§ The task:
Rewrite every one of the lines below, including the request, and multiply each box coordinate in the answers by 0.4, rounding to whole numbers with halves rounded up.
>> start
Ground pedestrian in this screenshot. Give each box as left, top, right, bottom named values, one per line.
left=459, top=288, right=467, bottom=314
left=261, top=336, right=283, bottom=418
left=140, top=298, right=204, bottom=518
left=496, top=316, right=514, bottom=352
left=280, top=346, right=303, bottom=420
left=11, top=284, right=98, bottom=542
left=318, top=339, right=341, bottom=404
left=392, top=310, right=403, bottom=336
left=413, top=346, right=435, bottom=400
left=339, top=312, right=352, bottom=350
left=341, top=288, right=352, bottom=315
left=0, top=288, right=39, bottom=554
>> end
§ Response:
Ground pedestrian in this screenshot. Give each box as left, top, right, bottom named values, one per line.
left=184, top=115, right=187, bottom=126
left=104, top=134, right=113, bottom=167
left=56, top=119, right=82, bottom=207
left=198, top=126, right=206, bottom=141
left=112, top=138, right=121, bottom=168
left=4, top=114, right=39, bottom=217
left=127, top=136, right=136, bottom=162
left=157, top=124, right=161, bottom=134
left=165, top=138, right=174, bottom=160
left=136, top=125, right=141, bottom=140
left=136, top=115, right=141, bottom=126
left=0, top=115, right=16, bottom=222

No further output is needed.